[Extracted records]

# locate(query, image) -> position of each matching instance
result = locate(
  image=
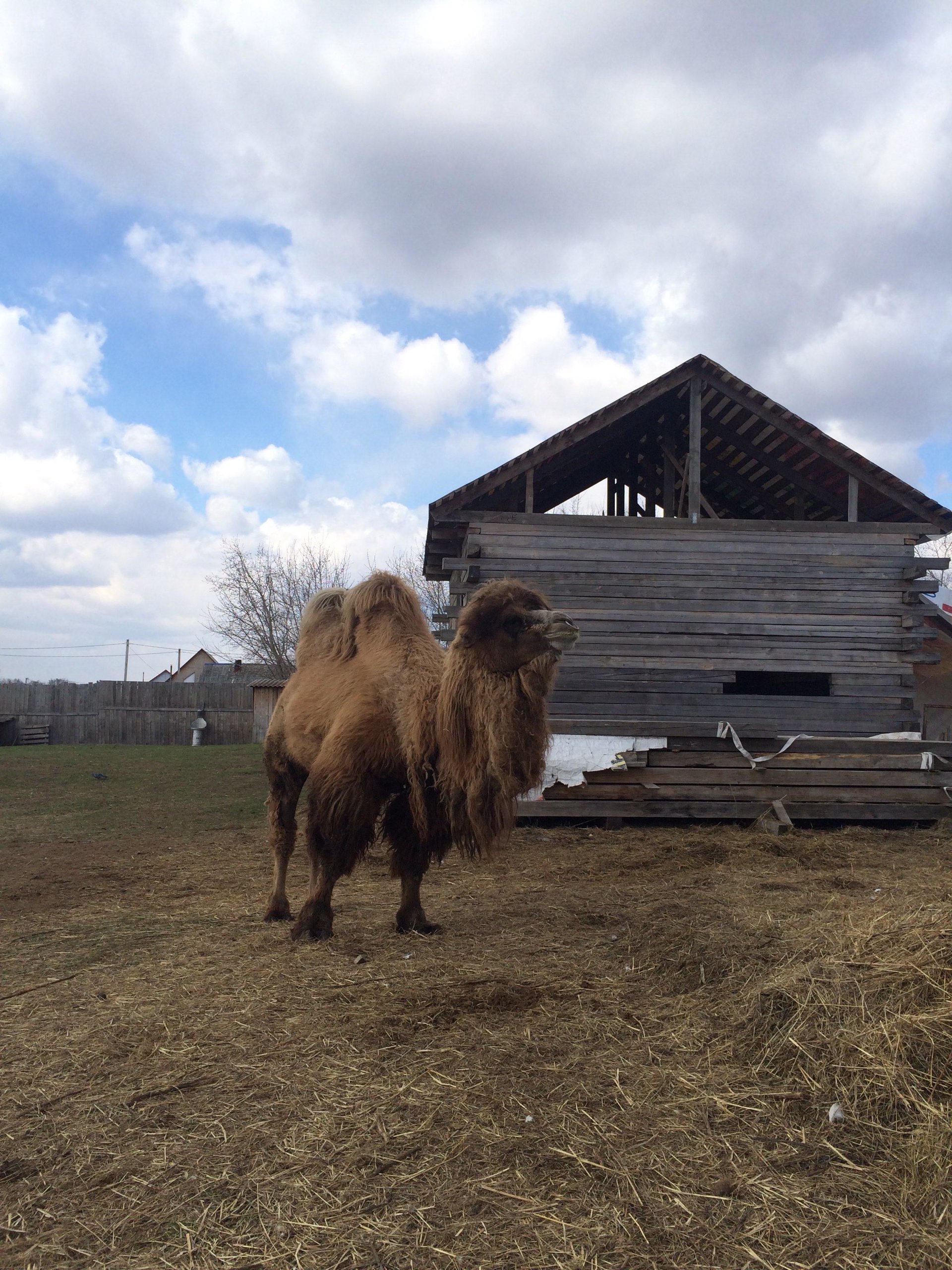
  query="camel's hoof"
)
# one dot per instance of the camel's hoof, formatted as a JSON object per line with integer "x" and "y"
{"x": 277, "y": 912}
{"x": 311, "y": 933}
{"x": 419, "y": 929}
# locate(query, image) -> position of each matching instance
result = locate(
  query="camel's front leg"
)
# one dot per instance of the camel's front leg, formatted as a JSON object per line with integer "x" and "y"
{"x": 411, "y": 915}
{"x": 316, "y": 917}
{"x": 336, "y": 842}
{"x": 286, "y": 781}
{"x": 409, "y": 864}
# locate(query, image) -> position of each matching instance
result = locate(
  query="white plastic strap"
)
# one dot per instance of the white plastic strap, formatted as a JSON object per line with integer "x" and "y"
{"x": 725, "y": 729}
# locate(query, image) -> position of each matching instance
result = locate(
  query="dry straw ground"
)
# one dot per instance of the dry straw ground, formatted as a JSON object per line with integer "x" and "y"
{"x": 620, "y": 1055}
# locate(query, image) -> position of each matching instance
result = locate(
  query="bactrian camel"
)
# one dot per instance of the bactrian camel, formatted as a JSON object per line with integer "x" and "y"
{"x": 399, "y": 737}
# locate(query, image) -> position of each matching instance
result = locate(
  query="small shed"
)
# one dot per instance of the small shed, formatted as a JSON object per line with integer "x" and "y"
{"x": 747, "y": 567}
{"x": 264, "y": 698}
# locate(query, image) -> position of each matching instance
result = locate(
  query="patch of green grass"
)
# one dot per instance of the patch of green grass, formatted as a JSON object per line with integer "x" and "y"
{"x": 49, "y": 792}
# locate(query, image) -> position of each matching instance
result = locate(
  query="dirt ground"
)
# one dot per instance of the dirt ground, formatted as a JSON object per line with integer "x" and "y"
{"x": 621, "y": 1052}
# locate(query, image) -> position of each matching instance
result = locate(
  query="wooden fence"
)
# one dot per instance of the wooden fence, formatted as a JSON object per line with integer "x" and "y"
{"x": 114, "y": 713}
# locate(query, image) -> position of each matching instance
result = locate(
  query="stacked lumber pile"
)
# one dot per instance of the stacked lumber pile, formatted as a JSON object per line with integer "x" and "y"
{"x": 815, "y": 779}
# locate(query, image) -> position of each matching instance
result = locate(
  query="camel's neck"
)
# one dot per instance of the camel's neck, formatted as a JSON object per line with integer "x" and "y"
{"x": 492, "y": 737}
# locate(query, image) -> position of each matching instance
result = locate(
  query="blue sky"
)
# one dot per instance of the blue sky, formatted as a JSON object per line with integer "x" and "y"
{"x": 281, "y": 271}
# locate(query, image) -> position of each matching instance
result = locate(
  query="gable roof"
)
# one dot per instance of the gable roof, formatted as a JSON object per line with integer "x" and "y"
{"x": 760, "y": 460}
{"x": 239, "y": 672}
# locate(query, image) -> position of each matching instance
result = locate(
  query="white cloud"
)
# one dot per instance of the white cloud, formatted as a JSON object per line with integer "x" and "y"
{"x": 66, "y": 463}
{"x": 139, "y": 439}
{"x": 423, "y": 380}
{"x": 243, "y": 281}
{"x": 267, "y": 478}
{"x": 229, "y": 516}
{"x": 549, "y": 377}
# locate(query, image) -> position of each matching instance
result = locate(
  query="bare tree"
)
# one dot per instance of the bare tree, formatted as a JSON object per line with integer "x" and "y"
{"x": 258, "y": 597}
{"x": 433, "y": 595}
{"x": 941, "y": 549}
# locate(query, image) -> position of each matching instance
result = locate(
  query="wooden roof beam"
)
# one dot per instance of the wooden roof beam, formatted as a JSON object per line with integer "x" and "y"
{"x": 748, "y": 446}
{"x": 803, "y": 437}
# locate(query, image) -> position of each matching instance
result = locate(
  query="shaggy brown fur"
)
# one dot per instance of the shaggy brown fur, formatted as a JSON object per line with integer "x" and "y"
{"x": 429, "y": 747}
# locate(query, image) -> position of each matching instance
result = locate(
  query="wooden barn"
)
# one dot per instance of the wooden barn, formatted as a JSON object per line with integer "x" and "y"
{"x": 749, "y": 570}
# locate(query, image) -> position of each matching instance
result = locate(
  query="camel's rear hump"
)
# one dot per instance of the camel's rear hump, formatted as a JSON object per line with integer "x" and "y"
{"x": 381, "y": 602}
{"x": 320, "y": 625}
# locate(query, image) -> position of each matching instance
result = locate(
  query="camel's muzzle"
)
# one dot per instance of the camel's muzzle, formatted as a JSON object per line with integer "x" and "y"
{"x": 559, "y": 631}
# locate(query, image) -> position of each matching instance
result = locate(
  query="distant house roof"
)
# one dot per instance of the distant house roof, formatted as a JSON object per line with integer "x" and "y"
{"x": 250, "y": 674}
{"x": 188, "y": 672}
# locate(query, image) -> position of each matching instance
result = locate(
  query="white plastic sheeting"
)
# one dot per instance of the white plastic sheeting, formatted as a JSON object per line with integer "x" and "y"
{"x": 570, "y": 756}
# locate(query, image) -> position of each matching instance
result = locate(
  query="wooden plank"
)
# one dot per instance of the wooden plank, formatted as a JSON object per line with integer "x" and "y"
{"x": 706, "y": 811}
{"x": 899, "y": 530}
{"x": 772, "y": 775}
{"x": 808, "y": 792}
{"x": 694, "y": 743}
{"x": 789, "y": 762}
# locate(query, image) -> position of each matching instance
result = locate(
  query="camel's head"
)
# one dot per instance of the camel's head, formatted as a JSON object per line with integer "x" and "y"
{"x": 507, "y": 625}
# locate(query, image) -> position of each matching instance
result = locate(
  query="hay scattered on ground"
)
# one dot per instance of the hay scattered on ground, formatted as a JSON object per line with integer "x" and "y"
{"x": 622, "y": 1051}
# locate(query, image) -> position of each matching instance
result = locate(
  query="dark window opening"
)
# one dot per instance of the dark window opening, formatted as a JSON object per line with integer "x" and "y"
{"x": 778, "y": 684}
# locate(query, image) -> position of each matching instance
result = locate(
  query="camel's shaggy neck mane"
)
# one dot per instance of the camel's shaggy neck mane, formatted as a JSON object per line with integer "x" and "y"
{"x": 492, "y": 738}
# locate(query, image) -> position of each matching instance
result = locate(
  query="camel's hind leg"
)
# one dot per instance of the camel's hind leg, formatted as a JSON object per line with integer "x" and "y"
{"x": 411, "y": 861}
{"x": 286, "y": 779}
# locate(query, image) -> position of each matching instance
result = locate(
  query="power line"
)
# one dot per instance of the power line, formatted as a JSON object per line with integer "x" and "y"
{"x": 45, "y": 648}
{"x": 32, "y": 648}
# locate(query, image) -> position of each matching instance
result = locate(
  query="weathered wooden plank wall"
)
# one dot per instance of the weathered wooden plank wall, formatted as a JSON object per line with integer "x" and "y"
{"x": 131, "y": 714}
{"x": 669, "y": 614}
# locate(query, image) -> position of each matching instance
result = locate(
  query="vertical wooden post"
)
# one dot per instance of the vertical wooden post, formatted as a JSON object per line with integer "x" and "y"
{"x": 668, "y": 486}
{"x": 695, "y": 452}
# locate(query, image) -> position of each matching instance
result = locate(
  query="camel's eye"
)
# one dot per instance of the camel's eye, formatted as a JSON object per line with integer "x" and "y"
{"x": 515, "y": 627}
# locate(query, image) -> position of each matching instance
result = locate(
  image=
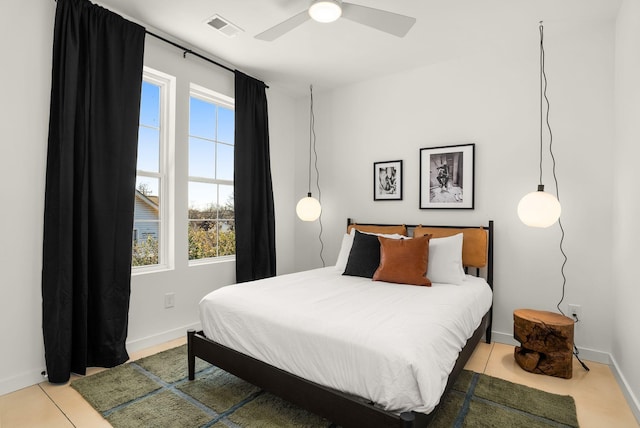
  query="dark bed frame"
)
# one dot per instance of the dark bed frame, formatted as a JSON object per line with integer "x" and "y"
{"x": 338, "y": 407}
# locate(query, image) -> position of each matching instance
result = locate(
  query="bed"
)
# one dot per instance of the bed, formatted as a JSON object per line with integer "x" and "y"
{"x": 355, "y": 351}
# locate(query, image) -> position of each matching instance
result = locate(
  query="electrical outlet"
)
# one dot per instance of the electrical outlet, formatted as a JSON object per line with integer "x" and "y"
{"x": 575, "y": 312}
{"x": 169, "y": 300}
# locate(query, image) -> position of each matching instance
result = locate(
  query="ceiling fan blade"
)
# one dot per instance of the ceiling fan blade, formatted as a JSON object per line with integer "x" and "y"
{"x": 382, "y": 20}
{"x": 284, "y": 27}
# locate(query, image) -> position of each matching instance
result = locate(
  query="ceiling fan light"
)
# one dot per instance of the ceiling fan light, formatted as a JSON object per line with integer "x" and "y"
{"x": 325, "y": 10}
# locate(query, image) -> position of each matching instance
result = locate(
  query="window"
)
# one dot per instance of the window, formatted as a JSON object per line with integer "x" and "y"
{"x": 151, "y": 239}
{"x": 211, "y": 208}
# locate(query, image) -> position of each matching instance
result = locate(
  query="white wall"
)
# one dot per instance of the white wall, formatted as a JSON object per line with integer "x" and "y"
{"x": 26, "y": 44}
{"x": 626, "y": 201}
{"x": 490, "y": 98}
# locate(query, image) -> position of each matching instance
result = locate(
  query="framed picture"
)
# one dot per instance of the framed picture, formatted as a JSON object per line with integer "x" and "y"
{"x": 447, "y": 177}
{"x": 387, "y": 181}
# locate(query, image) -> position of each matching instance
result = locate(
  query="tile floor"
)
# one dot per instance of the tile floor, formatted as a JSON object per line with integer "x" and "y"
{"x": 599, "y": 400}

- _Short problem_:
Count the lines of the data above that contain the string "hump". Reply with only the number.

- _Written answer_:
2